• CONSIGNE 1: Recopiez fidèlement le passage du texte sur le film de Sam Raimi, en commençant aux mots « Après les succès » et en vous arrêtant après « jusqu’à quel point ? ».
• CONSIGNE 2: D'après le texte sur le film de Sam Raimi, où les trois compères trouvent-ils le sac rempli de dollars ?
• CONSIGNE 3: Poursuivez le texte sur le film de Sam Raimi à la suite de sa dernière phrase.

Après les succès reconnus de Darkman et la trilogie Evil Dead, Sam Raimi décide de réaliser un film plus modeste, en adaptant un roman policier. Son but dans cette production est de ne plus vraiment se focaliser sur l’esthétique du film, mais surtout sur le jeu des acteurs, très important dans le film. En effet, c’est une histoire dramatique se centrant principalement sur quatre personnages. Le jour de l’an, trois compères trouvent un sac rempli de dollars dans un avion qui s’est scratché dans la forêt. Cet argent va mettre à mal leur amitié, avec la confiance de la femme de l’un d’eux, mais jusqu’à quel point ?

• DONNÉES FOURNIES:
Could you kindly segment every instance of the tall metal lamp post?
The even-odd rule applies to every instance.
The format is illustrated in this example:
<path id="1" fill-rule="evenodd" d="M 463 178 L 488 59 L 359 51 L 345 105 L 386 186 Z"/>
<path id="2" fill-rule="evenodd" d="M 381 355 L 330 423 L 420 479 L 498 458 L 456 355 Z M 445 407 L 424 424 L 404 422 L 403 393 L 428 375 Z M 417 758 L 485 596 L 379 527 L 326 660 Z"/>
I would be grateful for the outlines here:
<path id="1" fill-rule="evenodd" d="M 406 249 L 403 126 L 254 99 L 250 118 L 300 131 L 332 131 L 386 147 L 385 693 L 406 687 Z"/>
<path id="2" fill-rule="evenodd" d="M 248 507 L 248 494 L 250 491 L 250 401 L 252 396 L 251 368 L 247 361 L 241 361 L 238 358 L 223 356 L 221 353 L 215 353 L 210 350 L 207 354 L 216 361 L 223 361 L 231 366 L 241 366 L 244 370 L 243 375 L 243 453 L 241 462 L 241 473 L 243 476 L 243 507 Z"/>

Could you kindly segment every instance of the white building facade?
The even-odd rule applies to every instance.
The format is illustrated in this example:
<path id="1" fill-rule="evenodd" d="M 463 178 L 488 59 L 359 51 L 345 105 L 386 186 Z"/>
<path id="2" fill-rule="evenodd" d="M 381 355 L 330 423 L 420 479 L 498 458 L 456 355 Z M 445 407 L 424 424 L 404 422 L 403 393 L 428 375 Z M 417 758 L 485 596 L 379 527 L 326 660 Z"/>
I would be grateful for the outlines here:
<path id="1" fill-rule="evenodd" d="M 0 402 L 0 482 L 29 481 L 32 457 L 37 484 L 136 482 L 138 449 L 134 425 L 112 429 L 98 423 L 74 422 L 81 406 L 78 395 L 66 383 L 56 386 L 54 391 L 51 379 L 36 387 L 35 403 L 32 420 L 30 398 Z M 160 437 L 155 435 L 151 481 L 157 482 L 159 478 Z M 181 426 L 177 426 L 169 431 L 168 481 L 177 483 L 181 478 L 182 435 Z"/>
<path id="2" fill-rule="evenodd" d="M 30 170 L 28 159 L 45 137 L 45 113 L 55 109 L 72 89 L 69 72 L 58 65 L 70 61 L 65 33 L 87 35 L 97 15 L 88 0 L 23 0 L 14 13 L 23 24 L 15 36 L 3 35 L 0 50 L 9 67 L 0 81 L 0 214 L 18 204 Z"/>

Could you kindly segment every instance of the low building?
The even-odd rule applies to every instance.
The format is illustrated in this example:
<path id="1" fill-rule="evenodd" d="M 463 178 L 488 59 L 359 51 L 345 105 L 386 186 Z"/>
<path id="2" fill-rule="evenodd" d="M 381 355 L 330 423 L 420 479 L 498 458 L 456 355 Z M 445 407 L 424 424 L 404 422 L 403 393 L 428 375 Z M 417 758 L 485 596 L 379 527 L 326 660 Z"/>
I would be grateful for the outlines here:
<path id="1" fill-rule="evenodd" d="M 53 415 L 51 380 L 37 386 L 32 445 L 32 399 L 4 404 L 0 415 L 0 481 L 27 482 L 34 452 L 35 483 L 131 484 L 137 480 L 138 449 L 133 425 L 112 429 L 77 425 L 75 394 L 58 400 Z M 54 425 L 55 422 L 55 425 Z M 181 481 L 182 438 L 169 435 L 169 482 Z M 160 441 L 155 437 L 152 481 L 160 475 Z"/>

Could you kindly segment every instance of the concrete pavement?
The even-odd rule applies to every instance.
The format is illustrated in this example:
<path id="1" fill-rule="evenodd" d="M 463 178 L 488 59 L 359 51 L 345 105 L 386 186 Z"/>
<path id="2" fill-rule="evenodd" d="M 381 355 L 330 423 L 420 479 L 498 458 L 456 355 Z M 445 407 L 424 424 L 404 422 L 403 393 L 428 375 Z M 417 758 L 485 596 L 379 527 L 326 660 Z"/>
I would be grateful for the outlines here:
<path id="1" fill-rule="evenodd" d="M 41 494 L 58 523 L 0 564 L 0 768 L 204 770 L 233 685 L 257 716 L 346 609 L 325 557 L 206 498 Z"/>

• RÉPONSE 1:
Après les succès reconnus de Darkman et la trilogie Evil Dead, Sam Raimi décide de réaliser un film plus modeste, en adaptant un roman policier. Son but dans cette production est de ne plus vraiment se focaliser sur l’esthétique du film, mais surtout sur le jeu des acteurs, très important dans le film. En effet, c’est une histoire dramatique se centrant principalement sur quatre personnages. Le jour de l’an, trois compères trouvent un sac rempli de dollars dans un avion qui s’est scratché dans la forêt. Cet argent va mettre à mal leur amitié, avec la confiance de la femme de l’un d’eux, mais jusqu’à quel point ?

• RÉPONSE 2: Dans un avion qui s'est scratché dans la forêt.

• RÉPONSE 3:
Ce nouveau film de Raimi, sorti en 1998, est très dérangeant ; et ce pour une unique raison : il reste dans un cadre réel et se rapproche plus sur les motivations de chaque personnage. Ainsi, le spectateur s’identifie à chacun d’entre eux et ne cesse de se mettre à leur place. Le spectacle en est à la fois fascinant et déroutant. On en ressort lessivé de cette histoire incroyable, car c’est bien l’une des seules histoires à dépeindre avec brio les complexes de la nature humaine. Ici, aucune séparation entre le bien et le mal ! Tous les protagonistes ont chacun leurs travers et se retrouvent seuls à la recherche d’une justice convenable.

Un plan simple est le long-métrage le plus réussi de Sam Raimi.  Plus sobre dans sa réalisation, le cinéaste prouve une nouvelle fois qu’il sait s’intégrer dans un genre particulier. Il réussit admirablement l’exercice de style et livre une œuvre noire et poignante sur la nature humaine.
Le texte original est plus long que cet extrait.